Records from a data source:
────────────────
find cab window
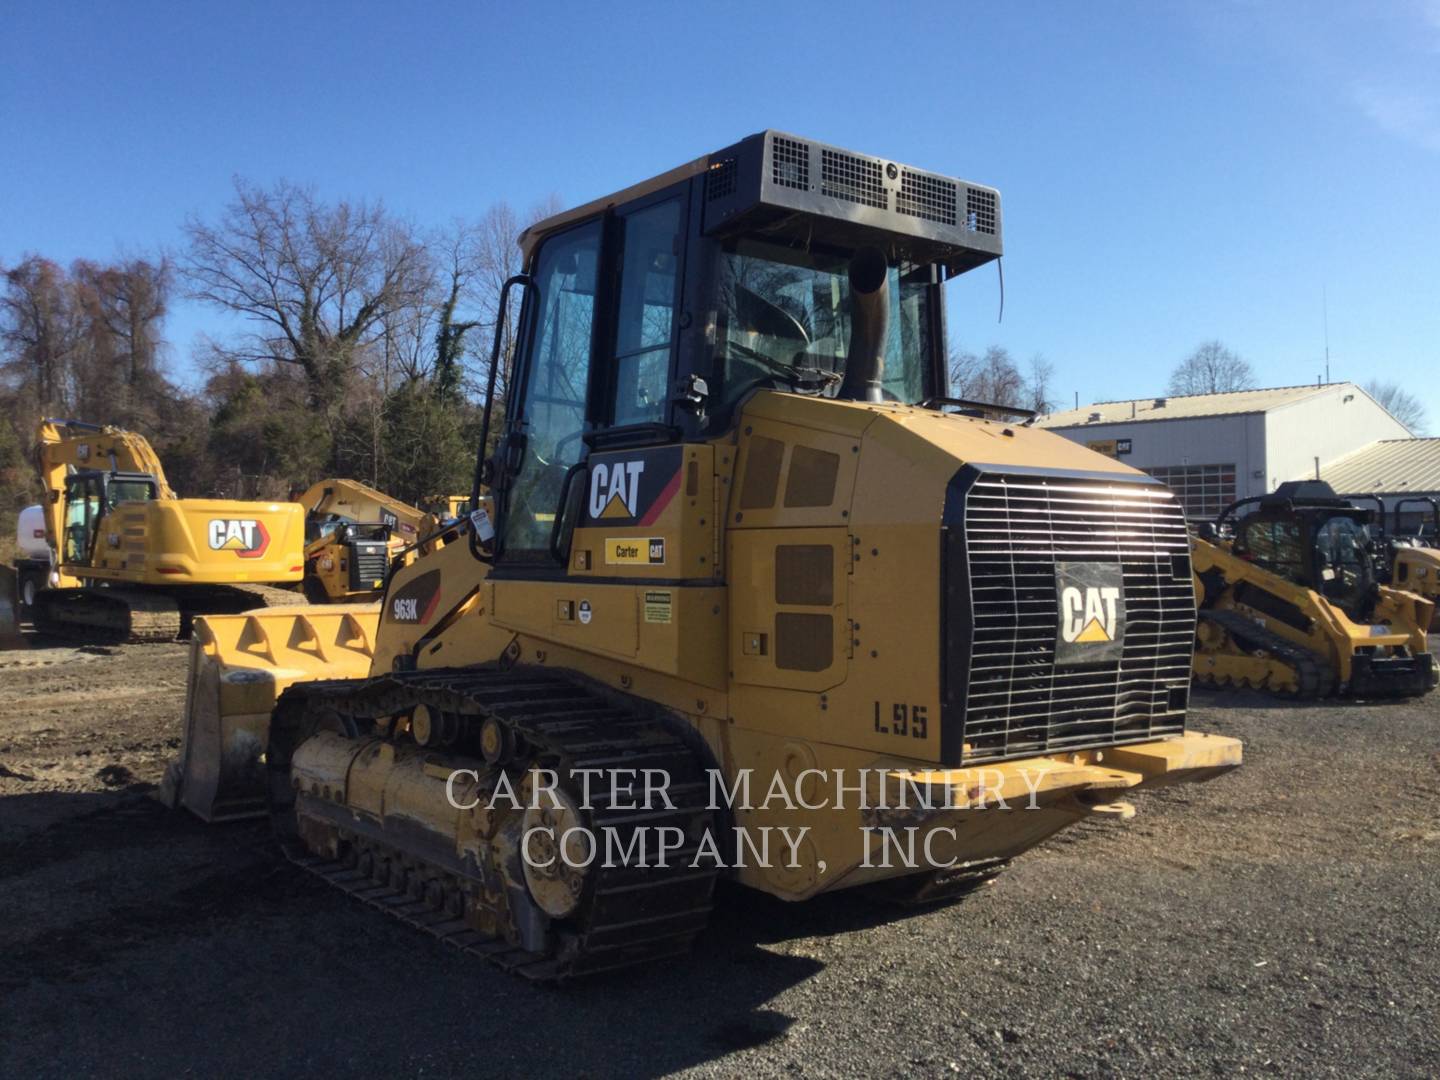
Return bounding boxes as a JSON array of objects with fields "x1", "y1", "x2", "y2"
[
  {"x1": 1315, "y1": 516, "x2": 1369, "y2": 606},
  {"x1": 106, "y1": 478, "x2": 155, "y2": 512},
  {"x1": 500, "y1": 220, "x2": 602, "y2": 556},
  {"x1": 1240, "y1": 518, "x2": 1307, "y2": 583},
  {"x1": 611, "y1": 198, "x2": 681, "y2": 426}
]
────────────────
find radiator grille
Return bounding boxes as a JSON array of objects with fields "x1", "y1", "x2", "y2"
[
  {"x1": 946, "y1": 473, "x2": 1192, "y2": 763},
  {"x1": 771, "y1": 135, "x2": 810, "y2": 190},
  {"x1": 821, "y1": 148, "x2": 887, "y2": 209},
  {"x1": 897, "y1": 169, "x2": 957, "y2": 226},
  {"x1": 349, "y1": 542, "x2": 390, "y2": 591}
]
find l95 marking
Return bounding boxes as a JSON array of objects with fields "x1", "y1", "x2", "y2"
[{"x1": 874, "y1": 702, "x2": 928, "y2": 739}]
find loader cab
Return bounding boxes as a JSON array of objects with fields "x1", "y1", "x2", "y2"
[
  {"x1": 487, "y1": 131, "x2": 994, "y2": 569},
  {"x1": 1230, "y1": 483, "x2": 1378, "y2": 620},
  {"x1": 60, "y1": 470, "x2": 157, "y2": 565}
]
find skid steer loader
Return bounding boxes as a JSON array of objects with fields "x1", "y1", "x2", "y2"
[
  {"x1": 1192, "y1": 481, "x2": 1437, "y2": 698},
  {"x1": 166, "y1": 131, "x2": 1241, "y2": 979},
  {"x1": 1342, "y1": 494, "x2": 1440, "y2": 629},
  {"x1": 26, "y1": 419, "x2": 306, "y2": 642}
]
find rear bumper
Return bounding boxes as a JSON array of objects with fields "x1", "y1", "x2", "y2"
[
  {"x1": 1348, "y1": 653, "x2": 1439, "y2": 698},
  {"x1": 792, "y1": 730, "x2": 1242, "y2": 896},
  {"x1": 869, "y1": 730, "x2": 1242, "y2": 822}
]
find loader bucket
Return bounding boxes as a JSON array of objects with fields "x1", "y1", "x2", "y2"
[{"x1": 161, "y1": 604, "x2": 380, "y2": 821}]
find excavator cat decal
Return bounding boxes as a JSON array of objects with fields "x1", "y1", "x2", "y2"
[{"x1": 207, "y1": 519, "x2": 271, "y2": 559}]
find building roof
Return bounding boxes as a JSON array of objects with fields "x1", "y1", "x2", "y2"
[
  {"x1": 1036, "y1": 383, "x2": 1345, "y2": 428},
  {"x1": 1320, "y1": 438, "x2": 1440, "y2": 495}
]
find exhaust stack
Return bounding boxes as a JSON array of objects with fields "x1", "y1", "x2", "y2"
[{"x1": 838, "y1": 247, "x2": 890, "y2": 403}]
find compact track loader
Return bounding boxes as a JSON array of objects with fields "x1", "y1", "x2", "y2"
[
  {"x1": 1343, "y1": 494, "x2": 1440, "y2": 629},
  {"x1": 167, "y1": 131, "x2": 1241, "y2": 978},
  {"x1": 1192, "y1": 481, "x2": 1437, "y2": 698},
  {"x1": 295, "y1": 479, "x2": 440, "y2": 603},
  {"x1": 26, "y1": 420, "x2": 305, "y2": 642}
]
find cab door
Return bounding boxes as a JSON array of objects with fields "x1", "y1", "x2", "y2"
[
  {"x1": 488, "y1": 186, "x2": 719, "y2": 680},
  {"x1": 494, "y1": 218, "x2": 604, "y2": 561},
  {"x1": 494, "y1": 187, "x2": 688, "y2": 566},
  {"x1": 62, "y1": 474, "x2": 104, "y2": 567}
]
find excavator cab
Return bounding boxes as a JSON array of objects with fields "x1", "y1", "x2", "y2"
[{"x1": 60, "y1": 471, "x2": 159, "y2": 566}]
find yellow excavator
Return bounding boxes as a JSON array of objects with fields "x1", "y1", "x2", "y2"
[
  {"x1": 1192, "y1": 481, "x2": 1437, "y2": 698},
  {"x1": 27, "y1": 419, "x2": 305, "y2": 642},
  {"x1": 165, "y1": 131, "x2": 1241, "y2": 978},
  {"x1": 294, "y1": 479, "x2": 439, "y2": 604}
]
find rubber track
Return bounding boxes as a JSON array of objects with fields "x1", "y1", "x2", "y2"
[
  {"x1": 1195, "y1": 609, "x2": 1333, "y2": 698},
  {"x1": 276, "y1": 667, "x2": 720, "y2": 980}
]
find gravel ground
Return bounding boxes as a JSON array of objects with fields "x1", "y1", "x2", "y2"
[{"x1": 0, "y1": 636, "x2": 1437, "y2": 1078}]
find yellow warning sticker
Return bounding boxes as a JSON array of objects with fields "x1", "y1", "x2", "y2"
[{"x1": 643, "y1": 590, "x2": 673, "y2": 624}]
────────────────
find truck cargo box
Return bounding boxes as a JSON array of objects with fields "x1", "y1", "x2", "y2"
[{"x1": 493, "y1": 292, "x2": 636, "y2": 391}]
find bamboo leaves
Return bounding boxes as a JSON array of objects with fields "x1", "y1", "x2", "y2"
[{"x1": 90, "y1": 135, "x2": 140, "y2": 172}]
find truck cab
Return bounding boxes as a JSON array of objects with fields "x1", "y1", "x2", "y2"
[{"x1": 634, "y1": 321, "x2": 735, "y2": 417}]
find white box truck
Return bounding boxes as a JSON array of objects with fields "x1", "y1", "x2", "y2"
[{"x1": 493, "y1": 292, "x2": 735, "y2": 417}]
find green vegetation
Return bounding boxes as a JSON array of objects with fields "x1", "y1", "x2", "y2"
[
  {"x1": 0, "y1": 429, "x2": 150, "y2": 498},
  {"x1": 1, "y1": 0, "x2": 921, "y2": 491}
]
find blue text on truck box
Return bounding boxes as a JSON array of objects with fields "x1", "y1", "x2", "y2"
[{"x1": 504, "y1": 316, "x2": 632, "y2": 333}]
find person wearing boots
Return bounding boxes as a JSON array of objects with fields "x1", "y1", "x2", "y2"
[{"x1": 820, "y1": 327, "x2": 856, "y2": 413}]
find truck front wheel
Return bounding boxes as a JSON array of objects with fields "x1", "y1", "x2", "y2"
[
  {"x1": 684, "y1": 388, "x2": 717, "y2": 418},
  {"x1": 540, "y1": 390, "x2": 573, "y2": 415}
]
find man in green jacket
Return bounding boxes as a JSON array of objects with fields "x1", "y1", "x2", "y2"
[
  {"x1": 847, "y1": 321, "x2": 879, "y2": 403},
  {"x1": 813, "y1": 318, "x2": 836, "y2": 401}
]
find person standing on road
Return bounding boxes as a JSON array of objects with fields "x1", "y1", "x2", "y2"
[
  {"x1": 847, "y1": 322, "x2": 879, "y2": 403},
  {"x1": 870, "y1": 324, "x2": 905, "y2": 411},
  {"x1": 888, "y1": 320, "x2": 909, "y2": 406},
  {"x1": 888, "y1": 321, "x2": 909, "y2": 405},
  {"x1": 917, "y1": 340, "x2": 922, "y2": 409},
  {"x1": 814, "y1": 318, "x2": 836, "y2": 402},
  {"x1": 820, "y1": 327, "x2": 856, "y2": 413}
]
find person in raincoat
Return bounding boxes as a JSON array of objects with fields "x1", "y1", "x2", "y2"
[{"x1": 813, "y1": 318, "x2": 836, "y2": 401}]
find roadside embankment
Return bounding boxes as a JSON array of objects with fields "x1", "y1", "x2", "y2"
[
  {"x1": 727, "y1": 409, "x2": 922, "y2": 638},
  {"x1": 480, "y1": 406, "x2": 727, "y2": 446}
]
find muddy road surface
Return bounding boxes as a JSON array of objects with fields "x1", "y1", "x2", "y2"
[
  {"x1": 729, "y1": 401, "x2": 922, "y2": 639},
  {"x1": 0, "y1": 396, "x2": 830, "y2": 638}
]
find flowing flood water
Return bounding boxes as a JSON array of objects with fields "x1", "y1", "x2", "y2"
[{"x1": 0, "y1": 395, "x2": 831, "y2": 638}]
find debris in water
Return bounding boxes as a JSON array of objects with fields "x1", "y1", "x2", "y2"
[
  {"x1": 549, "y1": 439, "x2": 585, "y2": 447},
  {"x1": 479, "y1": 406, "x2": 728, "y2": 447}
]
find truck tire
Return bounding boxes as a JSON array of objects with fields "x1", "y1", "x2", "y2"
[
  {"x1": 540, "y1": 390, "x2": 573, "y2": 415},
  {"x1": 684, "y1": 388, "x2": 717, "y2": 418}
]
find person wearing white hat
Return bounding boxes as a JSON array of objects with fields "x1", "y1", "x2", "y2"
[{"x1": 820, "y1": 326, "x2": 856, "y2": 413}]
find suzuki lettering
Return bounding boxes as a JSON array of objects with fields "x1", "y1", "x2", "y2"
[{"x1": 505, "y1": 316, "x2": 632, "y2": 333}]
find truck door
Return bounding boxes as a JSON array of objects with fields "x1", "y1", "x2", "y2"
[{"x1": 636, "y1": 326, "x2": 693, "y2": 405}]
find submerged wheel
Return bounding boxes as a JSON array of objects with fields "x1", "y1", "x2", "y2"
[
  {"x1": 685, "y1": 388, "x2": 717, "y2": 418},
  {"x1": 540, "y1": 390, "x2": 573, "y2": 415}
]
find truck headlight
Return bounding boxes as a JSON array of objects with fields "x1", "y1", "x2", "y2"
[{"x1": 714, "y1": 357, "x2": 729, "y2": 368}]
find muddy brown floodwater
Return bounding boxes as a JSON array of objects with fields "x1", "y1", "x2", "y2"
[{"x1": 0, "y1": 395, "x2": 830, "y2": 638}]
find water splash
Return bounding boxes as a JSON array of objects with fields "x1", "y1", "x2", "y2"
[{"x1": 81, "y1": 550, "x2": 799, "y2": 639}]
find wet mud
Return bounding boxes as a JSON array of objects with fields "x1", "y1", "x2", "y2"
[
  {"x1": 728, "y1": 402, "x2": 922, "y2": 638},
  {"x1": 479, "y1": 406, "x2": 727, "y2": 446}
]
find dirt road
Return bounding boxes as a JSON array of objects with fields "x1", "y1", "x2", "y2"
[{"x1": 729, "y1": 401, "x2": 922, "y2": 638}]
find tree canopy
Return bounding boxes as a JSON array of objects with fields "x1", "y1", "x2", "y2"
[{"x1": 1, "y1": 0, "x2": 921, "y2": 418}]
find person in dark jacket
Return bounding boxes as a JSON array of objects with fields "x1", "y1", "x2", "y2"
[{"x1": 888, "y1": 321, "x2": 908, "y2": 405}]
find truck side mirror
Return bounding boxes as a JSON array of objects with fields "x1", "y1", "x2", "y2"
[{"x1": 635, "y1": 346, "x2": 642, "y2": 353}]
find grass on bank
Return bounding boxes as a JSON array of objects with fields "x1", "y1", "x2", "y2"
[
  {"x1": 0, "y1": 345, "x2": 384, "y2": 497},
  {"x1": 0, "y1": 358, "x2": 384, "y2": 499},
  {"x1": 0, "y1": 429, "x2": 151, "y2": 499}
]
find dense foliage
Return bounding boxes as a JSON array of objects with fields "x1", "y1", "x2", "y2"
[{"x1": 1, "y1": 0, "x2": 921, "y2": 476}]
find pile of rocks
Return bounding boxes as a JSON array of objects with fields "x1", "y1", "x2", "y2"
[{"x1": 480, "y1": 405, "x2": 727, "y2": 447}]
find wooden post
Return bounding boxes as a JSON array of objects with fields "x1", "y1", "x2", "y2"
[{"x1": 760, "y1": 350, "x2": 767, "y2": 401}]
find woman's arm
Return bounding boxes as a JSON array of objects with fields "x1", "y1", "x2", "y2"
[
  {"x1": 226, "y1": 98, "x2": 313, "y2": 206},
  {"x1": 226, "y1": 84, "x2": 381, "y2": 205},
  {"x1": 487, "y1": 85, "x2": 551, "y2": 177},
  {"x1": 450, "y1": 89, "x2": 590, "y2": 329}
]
────────────────
AIM OF THE TASK » Copy, exactly and only, the lines above that begin with the one containing "find person in raincoat" and finish with the one containing "find muddy road surface".

OUTPUT »
find person in raincoat
Return bounding boxes as a JSON array of objects with fields "x1", "y1", "x2", "y2"
[{"x1": 813, "y1": 318, "x2": 836, "y2": 401}]
find roadside embankment
Return bounding boxes as a JSON array of objects with fields "x1", "y1", "x2", "y2"
[
  {"x1": 727, "y1": 409, "x2": 922, "y2": 638},
  {"x1": 480, "y1": 406, "x2": 727, "y2": 446}
]
find muddy road surface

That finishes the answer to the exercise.